_What is being asked_:
Copy each line from the records below in which the word "shirt" is found.

Data for processing Block Start

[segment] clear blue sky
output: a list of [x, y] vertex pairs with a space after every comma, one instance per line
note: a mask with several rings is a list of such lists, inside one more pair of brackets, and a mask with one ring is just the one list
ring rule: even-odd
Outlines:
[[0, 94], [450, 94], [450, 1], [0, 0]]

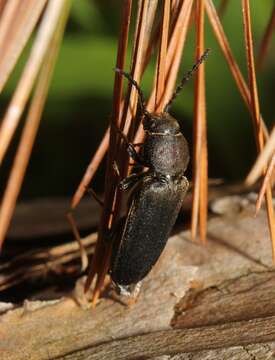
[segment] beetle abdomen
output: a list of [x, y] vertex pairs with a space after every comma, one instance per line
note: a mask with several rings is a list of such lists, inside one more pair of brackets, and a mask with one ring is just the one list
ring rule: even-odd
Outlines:
[[144, 177], [134, 192], [118, 248], [111, 261], [111, 278], [118, 285], [142, 280], [161, 255], [179, 213], [188, 182], [185, 177], [160, 181]]

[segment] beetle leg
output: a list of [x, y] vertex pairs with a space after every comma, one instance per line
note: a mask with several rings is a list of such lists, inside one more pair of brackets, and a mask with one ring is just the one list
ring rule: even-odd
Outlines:
[[[91, 195], [91, 197], [92, 197], [93, 199], [95, 199], [96, 202], [97, 202], [101, 207], [104, 206], [104, 202], [99, 198], [99, 196], [98, 196], [97, 193], [94, 191], [94, 189], [87, 187], [87, 188], [86, 188], [86, 192], [87, 192], [89, 195]], [[111, 214], [114, 213], [114, 212], [113, 212], [112, 210], [110, 210], [110, 209], [109, 209], [109, 211], [110, 211]]]
[[135, 161], [137, 162], [138, 164], [140, 165], [144, 165], [145, 166], [145, 163], [144, 163], [144, 160], [142, 158], [142, 156], [136, 152], [135, 150], [135, 147], [134, 147], [134, 144], [131, 144], [131, 143], [128, 143], [127, 144], [127, 152], [129, 154], [129, 156]]
[[138, 164], [145, 165], [142, 156], [136, 152], [135, 146], [142, 146], [142, 144], [132, 144], [128, 141], [127, 136], [114, 124], [112, 124], [113, 129], [119, 134], [122, 140], [125, 142], [127, 146], [127, 152], [129, 156], [136, 161]]
[[87, 187], [86, 192], [91, 195], [91, 197], [95, 199], [100, 206], [104, 206], [104, 202], [99, 198], [93, 188]]
[[138, 181], [140, 181], [140, 179], [142, 179], [145, 176], [145, 174], [146, 172], [141, 172], [138, 174], [134, 173], [127, 176], [126, 178], [121, 180], [121, 182], [119, 183], [119, 188], [123, 191], [128, 190], [129, 188], [134, 186]]
[[143, 149], [144, 143], [136, 143], [136, 144], [128, 143], [127, 151], [128, 151], [128, 154], [130, 155], [130, 157], [135, 161], [135, 163], [137, 163], [138, 165], [141, 165], [141, 166], [147, 166], [145, 164], [143, 156], [140, 153], [137, 153], [135, 147], [139, 147], [139, 148]]

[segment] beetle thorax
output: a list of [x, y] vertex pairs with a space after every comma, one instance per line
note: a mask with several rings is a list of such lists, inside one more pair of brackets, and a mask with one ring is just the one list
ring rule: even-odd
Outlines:
[[146, 138], [144, 158], [150, 169], [161, 175], [183, 175], [189, 162], [188, 144], [176, 119], [169, 114], [152, 114], [143, 121]]
[[176, 135], [180, 133], [179, 123], [168, 113], [146, 114], [143, 128], [149, 134]]

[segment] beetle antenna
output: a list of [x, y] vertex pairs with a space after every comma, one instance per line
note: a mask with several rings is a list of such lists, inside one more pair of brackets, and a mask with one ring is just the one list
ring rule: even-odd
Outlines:
[[125, 72], [119, 68], [114, 68], [114, 71], [121, 75], [124, 75], [126, 77], [126, 79], [128, 79], [130, 81], [130, 83], [137, 89], [142, 115], [149, 114], [148, 111], [146, 110], [146, 103], [145, 103], [143, 92], [142, 92], [141, 88], [139, 87], [138, 83], [136, 82], [136, 80], [134, 80], [130, 74], [128, 74], [127, 72]]
[[187, 74], [183, 77], [180, 84], [177, 86], [174, 94], [172, 95], [171, 99], [169, 100], [167, 105], [165, 105], [164, 112], [169, 111], [173, 101], [179, 95], [179, 93], [181, 92], [181, 90], [184, 87], [185, 83], [187, 83], [187, 81], [191, 79], [191, 77], [194, 75], [194, 73], [198, 70], [199, 66], [206, 60], [209, 52], [210, 52], [210, 49], [206, 49], [205, 52], [202, 54], [202, 56], [198, 59], [198, 61], [193, 65], [192, 69], [189, 70], [187, 72]]

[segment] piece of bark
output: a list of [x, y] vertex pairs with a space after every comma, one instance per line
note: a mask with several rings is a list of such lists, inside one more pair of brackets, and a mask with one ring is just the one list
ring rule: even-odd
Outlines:
[[[35, 303], [28, 303], [0, 316], [3, 358], [141, 359], [262, 342], [273, 346], [274, 273], [268, 226], [264, 212], [256, 219], [253, 214], [254, 208], [248, 208], [212, 219], [205, 247], [191, 242], [189, 232], [170, 238], [144, 280], [138, 302], [130, 308], [104, 298], [87, 310], [71, 296], [42, 307], [37, 303], [35, 310]], [[198, 296], [190, 307], [182, 307], [181, 299], [194, 290]], [[209, 314], [211, 300], [214, 310]], [[262, 308], [251, 306], [262, 300]], [[246, 304], [234, 310], [234, 301], [236, 308], [241, 301]], [[228, 318], [220, 315], [227, 306]]]

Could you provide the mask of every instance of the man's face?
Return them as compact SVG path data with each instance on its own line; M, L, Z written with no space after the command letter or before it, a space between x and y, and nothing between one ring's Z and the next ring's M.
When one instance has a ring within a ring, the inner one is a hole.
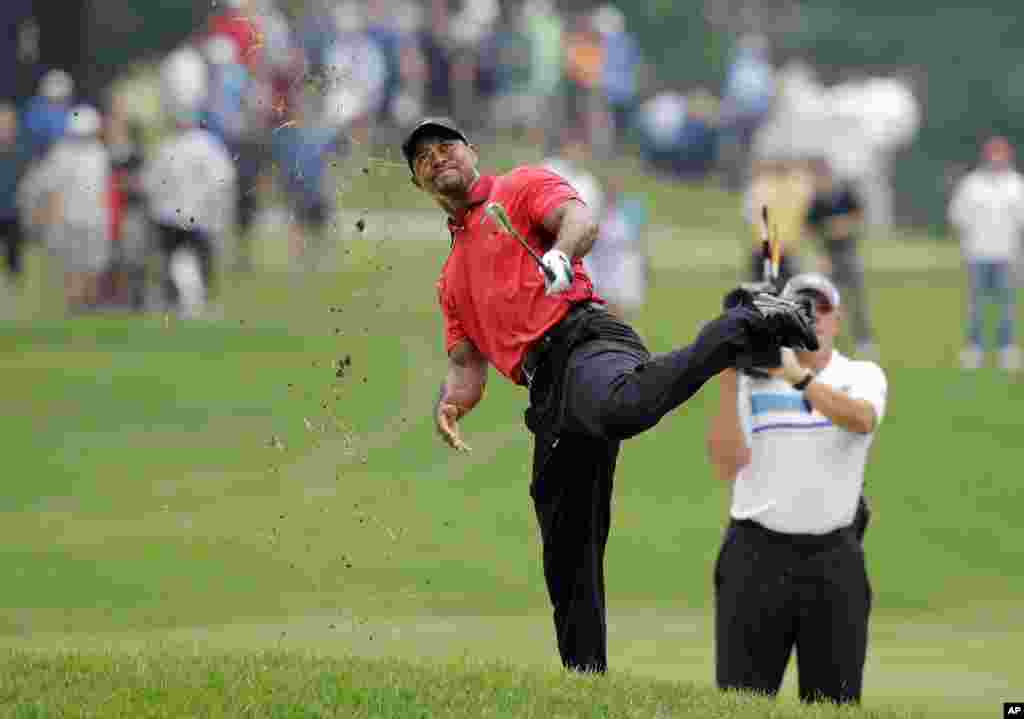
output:
M814 332L821 345L820 351L831 352L832 347L835 346L836 337L839 336L842 310L833 307L824 295L817 292L808 292L807 295L814 301Z
M458 196L476 179L477 160L462 140L426 136L413 151L413 183L431 195Z

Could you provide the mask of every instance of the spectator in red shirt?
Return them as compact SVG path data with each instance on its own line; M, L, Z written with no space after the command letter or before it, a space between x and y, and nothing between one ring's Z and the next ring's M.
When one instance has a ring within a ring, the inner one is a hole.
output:
M582 259L597 225L565 180L536 167L481 175L476 148L447 120L419 123L402 152L452 237L438 282L448 373L437 430L469 450L458 422L482 398L488 365L529 389L530 494L559 653L570 669L604 672L604 551L621 440L653 427L741 354L815 347L813 327L794 306L751 301L707 323L692 345L652 356L594 294ZM548 276L487 214L490 203L543 254Z
M220 12L207 21L209 35L226 35L235 43L239 62L254 70L259 64L263 34L259 21L246 13L246 0L227 0Z

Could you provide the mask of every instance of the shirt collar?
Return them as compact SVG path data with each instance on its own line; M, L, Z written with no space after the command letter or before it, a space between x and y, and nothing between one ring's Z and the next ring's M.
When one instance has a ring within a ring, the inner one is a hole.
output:
M497 178L494 175L480 175L473 186L469 188L469 202L466 205L466 211L461 217L449 217L448 228L451 230L462 229L466 215L469 211L479 204L487 201L487 198L491 196L491 190L494 189L494 182Z

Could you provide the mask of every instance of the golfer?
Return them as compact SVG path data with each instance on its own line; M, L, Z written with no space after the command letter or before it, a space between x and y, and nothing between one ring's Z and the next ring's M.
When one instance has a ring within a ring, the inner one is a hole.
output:
M759 296L707 323L692 345L652 357L593 291L582 258L597 226L564 179L526 166L481 175L477 149L441 119L413 128L402 152L451 233L437 285L448 352L437 430L468 451L458 423L483 396L491 365L529 388L530 494L559 652L570 669L603 672L604 552L620 441L653 427L740 353L814 343L813 322L795 303ZM491 203L534 254L486 212Z
M834 349L840 298L824 275L782 294L813 298L819 349L783 348L768 377L723 372L708 435L733 482L714 573L717 682L775 694L795 646L802 700L858 702L871 609L858 502L886 379Z

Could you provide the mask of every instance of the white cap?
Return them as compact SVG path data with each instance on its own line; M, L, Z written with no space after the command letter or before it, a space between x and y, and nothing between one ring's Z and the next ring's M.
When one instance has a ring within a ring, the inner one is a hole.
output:
M793 299L804 292L814 292L821 295L833 308L839 306L839 290L832 284L825 275L820 272L804 272L790 278L786 286L782 288L782 296L786 299Z
M90 105L76 105L68 114L67 132L73 137L94 137L100 131L100 113Z
M39 81L39 94L50 100L67 100L75 83L63 70L50 70Z

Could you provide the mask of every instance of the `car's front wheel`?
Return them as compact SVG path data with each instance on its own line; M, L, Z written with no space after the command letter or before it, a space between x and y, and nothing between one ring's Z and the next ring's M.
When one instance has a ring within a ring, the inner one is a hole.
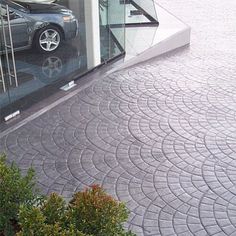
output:
M53 52L60 46L61 40L60 30L50 25L36 32L34 44L40 52Z

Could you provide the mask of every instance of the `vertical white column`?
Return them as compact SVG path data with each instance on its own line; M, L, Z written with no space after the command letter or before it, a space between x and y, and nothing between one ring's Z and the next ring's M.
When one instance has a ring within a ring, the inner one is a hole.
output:
M99 0L84 0L88 69L101 64Z

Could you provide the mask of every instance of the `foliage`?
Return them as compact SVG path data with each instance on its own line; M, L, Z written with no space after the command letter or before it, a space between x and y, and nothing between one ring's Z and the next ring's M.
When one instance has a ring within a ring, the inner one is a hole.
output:
M38 206L22 206L17 236L133 236L123 229L127 218L125 205L94 185L69 204L52 193Z
M69 203L69 218L76 228L96 236L132 235L122 223L128 218L124 203L118 202L98 185L78 192Z
M35 199L34 171L29 169L22 176L13 163L6 164L5 155L0 156L0 234L13 235L21 204L33 204Z
M65 221L66 202L56 193L52 193L41 206L41 211L46 217L47 224Z
M86 236L66 222L66 203L52 193L39 206L21 206L17 236ZM88 236L88 235L87 235Z

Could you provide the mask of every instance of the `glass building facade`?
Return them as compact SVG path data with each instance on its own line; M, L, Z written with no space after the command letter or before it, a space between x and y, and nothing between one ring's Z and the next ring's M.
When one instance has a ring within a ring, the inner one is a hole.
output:
M151 4L150 0L0 0L1 122L123 56L125 26L157 22Z

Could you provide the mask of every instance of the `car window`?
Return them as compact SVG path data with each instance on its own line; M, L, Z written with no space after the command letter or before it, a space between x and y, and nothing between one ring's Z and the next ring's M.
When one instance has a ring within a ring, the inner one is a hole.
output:
M4 7L1 7L1 11L0 11L1 17L3 18L3 20L7 20L7 10ZM21 18L22 16L19 15L18 13L15 13L12 9L9 9L9 17L10 20L14 20L17 18Z
M32 3L53 3L56 0L16 0L18 3L21 2L32 2Z
M5 0L4 4L9 5L11 8L21 11L21 12L28 12L28 9L25 8L23 5L16 3L15 1Z
M6 10L6 8L4 8L3 6L1 6L0 15L1 15L1 17L2 17L4 20L5 20L6 17L7 17L7 10Z

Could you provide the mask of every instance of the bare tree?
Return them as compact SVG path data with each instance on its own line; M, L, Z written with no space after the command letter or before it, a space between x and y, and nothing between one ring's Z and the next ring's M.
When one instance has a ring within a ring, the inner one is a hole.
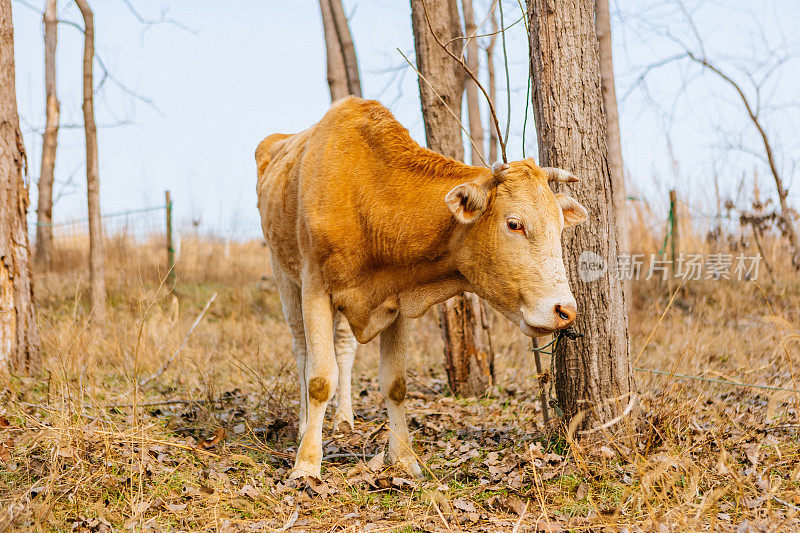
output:
M456 113L461 110L464 71L437 42L437 36L445 42L461 36L458 4L431 2L426 12L425 0L411 0L411 25L428 147L463 160ZM457 41L449 46L451 53L458 53ZM435 90L429 83L436 84ZM480 299L465 293L442 304L439 311L450 389L461 395L483 394L494 379L494 353Z
M472 0L461 0L464 13L464 36L466 37L467 68L473 75L478 75L480 57L478 56L477 26ZM478 100L478 84L472 78L465 80L467 97L467 115L469 117L469 136L472 138L470 163L480 165L483 161L483 124L481 124L481 108ZM492 161L494 162L494 161Z
M539 158L580 176L571 192L589 208L589 220L562 237L579 308L574 328L582 337L562 336L555 350L559 405L585 429L613 420L635 400L622 285L614 276L581 278L577 268L579 257L615 265L619 252L594 0L527 4Z
M773 50L767 43L767 32L761 28L761 39L764 41L768 52L767 59L764 61L755 61L755 65L748 65L746 69L742 69L737 75L734 68L723 67L721 61L712 59L709 56L703 42L703 36L689 10L686 9L686 6L681 0L673 0L673 2L679 8L688 28L691 30L690 35L693 36L695 43L694 45L689 45L675 37L669 27L661 31L656 30L656 33L660 34L661 37L674 43L678 47L679 53L659 59L644 67L642 74L639 76L639 83L646 89L647 77L652 72L671 63L688 61L699 66L703 73L712 74L717 80L723 82L724 85L733 90L736 95L736 100L741 103L747 120L753 125L758 134L761 148L752 150L745 147L743 143L738 146L731 146L730 148L741 150L762 159L769 168L775 183L776 192L778 193L778 203L780 206L780 216L777 222L791 248L792 265L800 269L800 240L798 240L797 230L794 226L796 213L787 202L789 191L784 186L784 174L778 168L778 163L775 160L775 138L770 137L767 132L767 118L763 113L770 108L773 111L777 109L775 106L770 106L765 103L767 97L764 93L767 82L778 76L780 67L785 65L786 61L793 58L793 55L790 54L786 57L780 57L780 54ZM647 21L645 26L651 31L656 27L650 21ZM686 91L687 86L688 83L683 83L678 92L678 96Z
M628 231L625 218L625 175L622 162L622 141L617 111L617 91L614 83L614 63L611 54L611 12L608 0L595 0L595 29L600 45L600 82L603 89L603 109L606 115L608 166L611 171L612 197L617 212L620 248L627 250Z
M39 199L36 208L36 261L49 265L53 248L53 177L58 143L59 104L56 93L56 44L58 12L56 0L47 0L44 9L44 84L45 129L42 134L42 166L39 173Z
M747 113L748 119L758 131L758 136L761 139L764 154L767 158L770 174L772 174L772 179L775 181L778 203L781 206L781 219L779 221L781 232L786 236L786 239L789 241L789 246L792 249L792 265L794 265L796 269L800 269L800 241L797 239L797 232L794 228L795 215L789 203L786 201L786 198L789 196L789 191L783 185L783 176L780 170L778 170L778 165L775 163L775 152L772 148L772 141L770 141L769 135L767 135L767 131L760 117L761 86L756 86L756 102L754 103L747 97L741 84L736 82L728 73L724 72L710 59L705 57L705 55L698 56L691 51L687 51L686 57L701 65L706 71L713 73L736 92L737 97L742 102L742 106Z
M92 313L106 313L103 226L100 217L100 177L97 163L97 125L94 120L94 14L86 0L75 0L83 17L83 129L86 135L86 196L89 211L89 278Z
M11 0L0 0L0 371L39 364L28 249L28 185L19 129Z
M328 88L331 92L331 102L335 102L350 94L347 88L347 71L344 68L342 47L339 44L330 0L319 0L319 10L322 14L322 31L325 35Z
M336 35L339 39L339 49L342 53L344 69L347 73L347 90L349 94L360 98L361 78L358 74L356 47L353 44L353 37L350 35L350 27L347 25L347 17L344 14L342 0L328 0L328 3L330 4L330 11L336 27Z
M486 45L486 75L489 78L489 98L492 102L497 101L497 77L494 72L494 45L497 42L497 17L494 10L489 13L492 23L492 35L489 36L489 42ZM497 161L497 145L499 138L497 130L492 127L492 117L488 117L489 124L486 130L489 132L489 161L494 163Z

Data for processing Block End

_Task response_:
Could you provide the mask of every instance of the spectator in red shirt?
Could you provide the mask of every instance of the shirt collar?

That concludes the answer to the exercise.